Count the lines in the items below that contain the string "white", and reply with only that number.
─── PROVIDED RECORDS ───
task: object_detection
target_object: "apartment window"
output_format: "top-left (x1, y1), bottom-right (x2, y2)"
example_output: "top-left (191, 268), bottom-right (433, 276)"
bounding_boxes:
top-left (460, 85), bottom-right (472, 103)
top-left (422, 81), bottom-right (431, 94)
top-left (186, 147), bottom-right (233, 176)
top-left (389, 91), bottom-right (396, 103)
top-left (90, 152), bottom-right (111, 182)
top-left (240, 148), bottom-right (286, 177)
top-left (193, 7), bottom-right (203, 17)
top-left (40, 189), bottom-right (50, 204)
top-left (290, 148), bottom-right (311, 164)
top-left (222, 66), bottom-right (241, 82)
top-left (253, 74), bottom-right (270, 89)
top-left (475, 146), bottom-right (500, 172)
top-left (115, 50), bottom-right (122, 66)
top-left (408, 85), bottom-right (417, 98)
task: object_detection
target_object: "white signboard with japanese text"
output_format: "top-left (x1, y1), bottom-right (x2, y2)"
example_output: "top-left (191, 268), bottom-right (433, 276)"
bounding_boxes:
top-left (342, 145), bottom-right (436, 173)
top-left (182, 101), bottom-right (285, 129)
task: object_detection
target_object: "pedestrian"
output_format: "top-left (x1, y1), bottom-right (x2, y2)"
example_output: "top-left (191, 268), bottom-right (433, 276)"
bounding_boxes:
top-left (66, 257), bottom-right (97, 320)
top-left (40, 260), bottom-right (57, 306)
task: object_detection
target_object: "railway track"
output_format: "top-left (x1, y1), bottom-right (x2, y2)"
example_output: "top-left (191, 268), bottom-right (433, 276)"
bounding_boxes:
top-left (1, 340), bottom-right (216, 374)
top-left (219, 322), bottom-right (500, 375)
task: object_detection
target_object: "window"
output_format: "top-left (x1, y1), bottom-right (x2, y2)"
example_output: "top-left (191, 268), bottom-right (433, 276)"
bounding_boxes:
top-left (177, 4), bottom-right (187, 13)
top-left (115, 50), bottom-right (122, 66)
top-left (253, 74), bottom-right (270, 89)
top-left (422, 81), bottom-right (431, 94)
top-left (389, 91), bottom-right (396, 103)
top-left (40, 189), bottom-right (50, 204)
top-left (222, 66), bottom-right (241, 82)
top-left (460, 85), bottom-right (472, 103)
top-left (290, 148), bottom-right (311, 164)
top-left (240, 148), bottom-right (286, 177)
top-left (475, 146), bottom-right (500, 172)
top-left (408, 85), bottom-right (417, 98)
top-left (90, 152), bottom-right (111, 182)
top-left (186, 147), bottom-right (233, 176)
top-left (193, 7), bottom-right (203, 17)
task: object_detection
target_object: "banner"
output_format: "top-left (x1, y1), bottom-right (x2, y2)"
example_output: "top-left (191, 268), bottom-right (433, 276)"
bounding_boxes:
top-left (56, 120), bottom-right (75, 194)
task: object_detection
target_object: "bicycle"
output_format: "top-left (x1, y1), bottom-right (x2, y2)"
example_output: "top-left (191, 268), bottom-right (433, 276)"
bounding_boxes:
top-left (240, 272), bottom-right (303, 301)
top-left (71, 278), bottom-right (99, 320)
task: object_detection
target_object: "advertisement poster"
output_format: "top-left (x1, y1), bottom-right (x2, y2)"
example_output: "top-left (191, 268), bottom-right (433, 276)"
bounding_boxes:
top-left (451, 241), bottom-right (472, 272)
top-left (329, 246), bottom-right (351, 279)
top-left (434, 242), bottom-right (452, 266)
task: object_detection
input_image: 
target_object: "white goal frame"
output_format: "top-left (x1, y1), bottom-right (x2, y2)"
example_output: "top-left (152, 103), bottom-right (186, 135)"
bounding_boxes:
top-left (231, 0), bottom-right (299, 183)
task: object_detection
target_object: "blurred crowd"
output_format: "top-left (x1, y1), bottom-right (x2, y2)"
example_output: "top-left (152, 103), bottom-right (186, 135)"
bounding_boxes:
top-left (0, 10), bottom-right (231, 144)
───
> [EXERCISE ANSWER] 2